== Stored records

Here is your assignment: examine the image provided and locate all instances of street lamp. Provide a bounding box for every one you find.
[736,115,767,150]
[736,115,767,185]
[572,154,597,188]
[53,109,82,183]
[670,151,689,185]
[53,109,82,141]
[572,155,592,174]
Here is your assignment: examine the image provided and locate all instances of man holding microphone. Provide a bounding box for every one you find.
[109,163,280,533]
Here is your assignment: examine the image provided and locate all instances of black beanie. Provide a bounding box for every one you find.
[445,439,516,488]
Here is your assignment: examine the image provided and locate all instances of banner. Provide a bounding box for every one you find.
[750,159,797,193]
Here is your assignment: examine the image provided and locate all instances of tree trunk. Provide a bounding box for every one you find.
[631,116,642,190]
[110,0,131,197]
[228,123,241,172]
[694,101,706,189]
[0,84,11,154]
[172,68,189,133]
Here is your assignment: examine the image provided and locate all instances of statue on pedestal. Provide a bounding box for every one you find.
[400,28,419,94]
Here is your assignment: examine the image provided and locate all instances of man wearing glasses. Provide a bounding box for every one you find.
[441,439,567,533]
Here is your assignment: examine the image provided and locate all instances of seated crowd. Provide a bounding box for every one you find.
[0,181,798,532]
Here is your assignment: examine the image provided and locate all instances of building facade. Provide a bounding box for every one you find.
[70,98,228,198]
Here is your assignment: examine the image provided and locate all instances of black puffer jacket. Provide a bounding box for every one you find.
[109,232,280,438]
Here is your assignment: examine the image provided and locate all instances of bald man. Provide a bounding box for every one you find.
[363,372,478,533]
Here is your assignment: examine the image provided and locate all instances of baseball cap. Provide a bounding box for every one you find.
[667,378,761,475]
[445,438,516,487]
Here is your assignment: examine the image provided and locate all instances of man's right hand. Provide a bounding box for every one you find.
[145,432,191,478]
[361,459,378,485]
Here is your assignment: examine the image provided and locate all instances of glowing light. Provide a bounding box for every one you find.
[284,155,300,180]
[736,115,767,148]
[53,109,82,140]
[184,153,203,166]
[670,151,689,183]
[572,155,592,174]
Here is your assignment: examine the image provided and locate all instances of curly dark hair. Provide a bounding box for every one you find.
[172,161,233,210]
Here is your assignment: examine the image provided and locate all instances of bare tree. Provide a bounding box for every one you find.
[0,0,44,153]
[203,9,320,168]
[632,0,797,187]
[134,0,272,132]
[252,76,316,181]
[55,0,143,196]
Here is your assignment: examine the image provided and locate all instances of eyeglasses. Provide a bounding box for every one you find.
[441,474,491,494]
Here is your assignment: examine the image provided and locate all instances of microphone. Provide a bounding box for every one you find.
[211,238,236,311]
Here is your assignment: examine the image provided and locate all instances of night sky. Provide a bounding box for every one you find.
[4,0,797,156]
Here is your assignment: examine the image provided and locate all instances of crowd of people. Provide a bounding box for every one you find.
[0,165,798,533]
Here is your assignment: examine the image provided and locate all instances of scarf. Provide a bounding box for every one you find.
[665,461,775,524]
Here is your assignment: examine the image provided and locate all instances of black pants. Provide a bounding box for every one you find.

====

* **Short exercise**
Could you rewrite all of the data above with "bounding box" replaced by "rectangle" and everything else left unchanged?

* **Answer in full**
Here is your assignment: examine the image provided and locate all instances of street lamp. Provide a rectangle for every one you find.
[736,115,767,150]
[736,115,767,185]
[572,154,597,188]
[53,109,82,183]
[670,151,689,185]
[53,109,82,141]
[572,155,592,174]
Here is your assignment: examine the image provided and locate all instances of man holding microphone. Provide a rectangle for every one you find.
[109,163,280,533]
Here is your assignment: examine the image provided and locate all instances of black beanie. Provide a rectangle for every one you find.
[445,439,516,488]
Here is your assignment: examine the image provided and locate all instances of banner. Provide a rectangle for every one you find.
[750,159,797,193]
Here is your assignment: examine the image provided and locate all instances of tree trunk. Provide a rectangle for every one you find.
[631,116,642,190]
[110,0,131,197]
[228,123,241,172]
[694,101,706,189]
[0,84,11,154]
[172,68,189,133]
Here is your assignment: examine the image provided and locate all instances of statue on pedestal. Provide a rectangle for every one you find.
[400,28,419,94]
Here is your assignment: examine the image provided and locate all instances of man wearing glasses. Provide a rectangle for every one you find.
[441,439,567,533]
Here is your assignment: examine the image provided and locate all instances of seated crowd. Provide a rectangle for every one you find.
[0,181,798,532]
Here is your assignment: examine the image provided and locate all instances of building facade. Provide a rectangle for every one you find.
[70,98,228,198]
Here is your assignment: examine the image provided and locate all instances of black puffer jacket. Provide a rectangle for every one you find.
[109,232,280,438]
Here is your assignment: examine the image provided and locate all instances of bald man. Provide a rectangle for every one you find.
[363,372,478,533]
Here is your assignment: examine the image provided and locate all instances of baseball cap. Provide a rectangle for every one you find.
[667,378,761,475]
[445,438,516,487]
Here is your assignment: examine the image provided and locate all instances of man's right hand. Provide a rectangle for every one you find.
[145,432,191,478]
[361,459,378,485]
Here is your assignment: examine the image provided and locate all instances of glowing light. Provide a rectangle for every one you find.
[284,155,300,180]
[736,115,767,148]
[53,109,82,140]
[184,153,203,166]
[670,151,689,183]
[572,155,592,174]
Here is your assignment: examine the image provided and locate all instances of curly dark hair. Provide a rectangle for every one you find.
[172,161,233,210]
Here is your assignment: examine the image provided and locate all instances of bare tree. Provide a rectangle for every one you find.
[0,0,44,153]
[203,9,320,168]
[632,0,797,187]
[134,0,272,132]
[252,76,316,181]
[55,0,143,196]
Here is your assignment: examine the image provided and locate all instances of eyeglasses. Provide a rectangle for every one you find.
[441,474,491,494]
Here is your assignment: examine the image provided and locate all instances of microphone. Provide a rectangle for every one you find.
[211,238,236,311]
Here is your assignment: examine the image provided and locate all instances of night sky. Provide a rectangle for every one you find.
[4,0,797,156]
Here is your assignment: examine the image provided and locate all instances of crowd of people. Provide a rectangle for every one you find.
[0,165,798,533]
Here is your assignment: examine the image provided and locate all instances of scarf. Provide a rectangle for every one you find.
[665,461,775,524]
Here is your assignment: examine the image provided and locate all instances of black pants. Provide a rectangle for every one you find.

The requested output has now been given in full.